═════ Extracted entries ═════

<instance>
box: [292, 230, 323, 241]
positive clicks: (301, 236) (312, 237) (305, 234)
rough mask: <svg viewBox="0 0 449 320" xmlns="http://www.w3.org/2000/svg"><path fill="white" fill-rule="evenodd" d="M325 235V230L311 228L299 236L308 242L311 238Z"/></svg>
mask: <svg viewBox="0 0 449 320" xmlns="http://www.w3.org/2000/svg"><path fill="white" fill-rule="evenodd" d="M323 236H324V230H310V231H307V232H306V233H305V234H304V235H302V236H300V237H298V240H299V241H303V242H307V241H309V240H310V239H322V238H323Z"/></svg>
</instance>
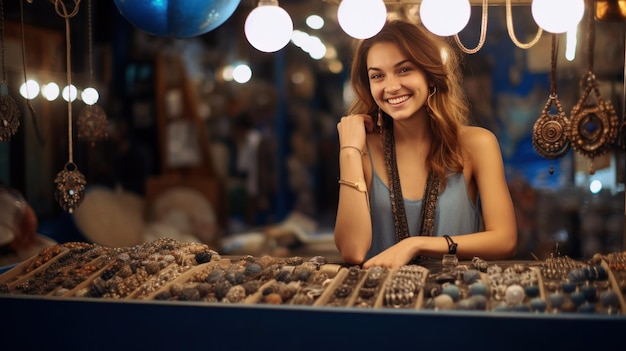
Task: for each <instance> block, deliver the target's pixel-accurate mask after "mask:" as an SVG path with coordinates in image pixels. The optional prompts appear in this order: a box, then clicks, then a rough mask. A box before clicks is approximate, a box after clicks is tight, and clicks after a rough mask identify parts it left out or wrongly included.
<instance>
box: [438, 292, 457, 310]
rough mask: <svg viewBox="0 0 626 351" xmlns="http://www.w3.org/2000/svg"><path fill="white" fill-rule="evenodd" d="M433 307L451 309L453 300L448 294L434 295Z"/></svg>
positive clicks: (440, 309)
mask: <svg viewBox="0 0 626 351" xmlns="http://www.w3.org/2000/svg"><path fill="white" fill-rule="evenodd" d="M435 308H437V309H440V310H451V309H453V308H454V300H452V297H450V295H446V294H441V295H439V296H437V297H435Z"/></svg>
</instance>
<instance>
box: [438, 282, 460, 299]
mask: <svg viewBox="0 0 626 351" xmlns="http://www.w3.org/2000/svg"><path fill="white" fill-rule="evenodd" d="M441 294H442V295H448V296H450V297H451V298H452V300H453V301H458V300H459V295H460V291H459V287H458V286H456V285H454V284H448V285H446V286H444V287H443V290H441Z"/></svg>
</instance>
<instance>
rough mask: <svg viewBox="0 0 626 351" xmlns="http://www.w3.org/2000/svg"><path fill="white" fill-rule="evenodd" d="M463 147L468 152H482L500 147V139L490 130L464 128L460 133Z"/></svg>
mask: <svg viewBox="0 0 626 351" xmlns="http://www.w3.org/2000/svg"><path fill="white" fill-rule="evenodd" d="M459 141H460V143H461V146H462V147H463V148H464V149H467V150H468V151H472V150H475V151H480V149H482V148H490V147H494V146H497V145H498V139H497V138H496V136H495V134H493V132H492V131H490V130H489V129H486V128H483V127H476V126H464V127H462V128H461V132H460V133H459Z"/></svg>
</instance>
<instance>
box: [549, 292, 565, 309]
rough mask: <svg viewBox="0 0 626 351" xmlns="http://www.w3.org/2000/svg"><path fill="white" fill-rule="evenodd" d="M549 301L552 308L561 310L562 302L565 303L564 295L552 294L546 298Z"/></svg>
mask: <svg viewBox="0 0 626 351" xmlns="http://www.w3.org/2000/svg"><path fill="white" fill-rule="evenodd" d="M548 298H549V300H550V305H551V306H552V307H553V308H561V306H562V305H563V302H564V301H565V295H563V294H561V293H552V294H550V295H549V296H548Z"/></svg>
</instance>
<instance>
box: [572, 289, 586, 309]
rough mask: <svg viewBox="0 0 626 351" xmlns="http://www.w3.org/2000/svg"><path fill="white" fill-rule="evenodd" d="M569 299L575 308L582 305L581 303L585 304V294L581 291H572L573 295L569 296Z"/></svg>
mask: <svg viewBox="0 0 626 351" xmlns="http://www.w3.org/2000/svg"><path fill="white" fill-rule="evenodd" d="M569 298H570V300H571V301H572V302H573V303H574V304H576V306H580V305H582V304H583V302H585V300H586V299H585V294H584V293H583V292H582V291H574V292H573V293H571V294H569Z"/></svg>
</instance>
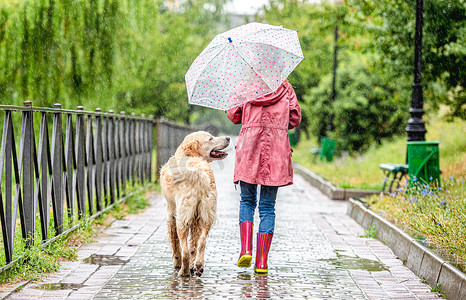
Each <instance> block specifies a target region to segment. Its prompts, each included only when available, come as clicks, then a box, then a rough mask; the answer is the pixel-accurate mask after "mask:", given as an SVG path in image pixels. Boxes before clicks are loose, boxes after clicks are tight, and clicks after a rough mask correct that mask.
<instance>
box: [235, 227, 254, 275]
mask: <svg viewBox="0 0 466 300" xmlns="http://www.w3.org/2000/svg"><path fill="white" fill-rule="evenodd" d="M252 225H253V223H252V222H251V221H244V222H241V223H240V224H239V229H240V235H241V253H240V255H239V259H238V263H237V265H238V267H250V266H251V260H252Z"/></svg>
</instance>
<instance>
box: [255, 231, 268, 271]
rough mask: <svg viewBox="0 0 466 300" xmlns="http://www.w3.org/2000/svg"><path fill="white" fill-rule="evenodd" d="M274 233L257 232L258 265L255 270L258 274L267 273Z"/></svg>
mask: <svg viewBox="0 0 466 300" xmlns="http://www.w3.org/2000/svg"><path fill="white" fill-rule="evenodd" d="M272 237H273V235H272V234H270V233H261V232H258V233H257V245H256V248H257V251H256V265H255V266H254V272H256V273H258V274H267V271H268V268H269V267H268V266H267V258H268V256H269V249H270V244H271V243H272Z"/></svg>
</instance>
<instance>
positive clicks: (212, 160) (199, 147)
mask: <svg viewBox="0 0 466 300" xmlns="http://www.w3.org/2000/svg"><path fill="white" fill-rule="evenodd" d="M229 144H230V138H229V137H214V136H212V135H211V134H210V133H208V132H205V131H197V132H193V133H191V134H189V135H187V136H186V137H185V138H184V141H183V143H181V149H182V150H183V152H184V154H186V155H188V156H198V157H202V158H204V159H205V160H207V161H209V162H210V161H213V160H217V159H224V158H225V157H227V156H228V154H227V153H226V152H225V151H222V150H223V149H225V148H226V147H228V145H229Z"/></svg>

═════

▸ **Exercise aim**
Write out exactly the lines between the start of the data and the line with "box: [438, 292, 457, 310]", including both, but none of the pictures.

▸ **Result for this exercise**
<instance>
box: [292, 230, 323, 241]
positive clicks: (301, 236) (312, 237) (305, 234)
rough mask: <svg viewBox="0 0 449 320" xmlns="http://www.w3.org/2000/svg"><path fill="white" fill-rule="evenodd" d="M325 235V230L311 228L299 236L308 242L311 238Z"/></svg>
mask: <svg viewBox="0 0 449 320" xmlns="http://www.w3.org/2000/svg"><path fill="white" fill-rule="evenodd" d="M323 236H324V230H310V231H307V232H306V233H305V234H304V235H302V236H300V237H298V240H299V241H303V242H307V241H309V240H310V239H322V238H323Z"/></svg>
</instance>
Task: for each <instance> block, deliver the target's pixel-accurate mask after "mask:" as an SVG path with coordinates in image pixels. The optional prompts appear in this order: a box, then clicks, then a rough mask. A box before clicks is approximate, a box after clicks is tight, and clicks after a rough mask identify parts it left out or wrongly included.
<instance>
box: [438, 292, 457, 310]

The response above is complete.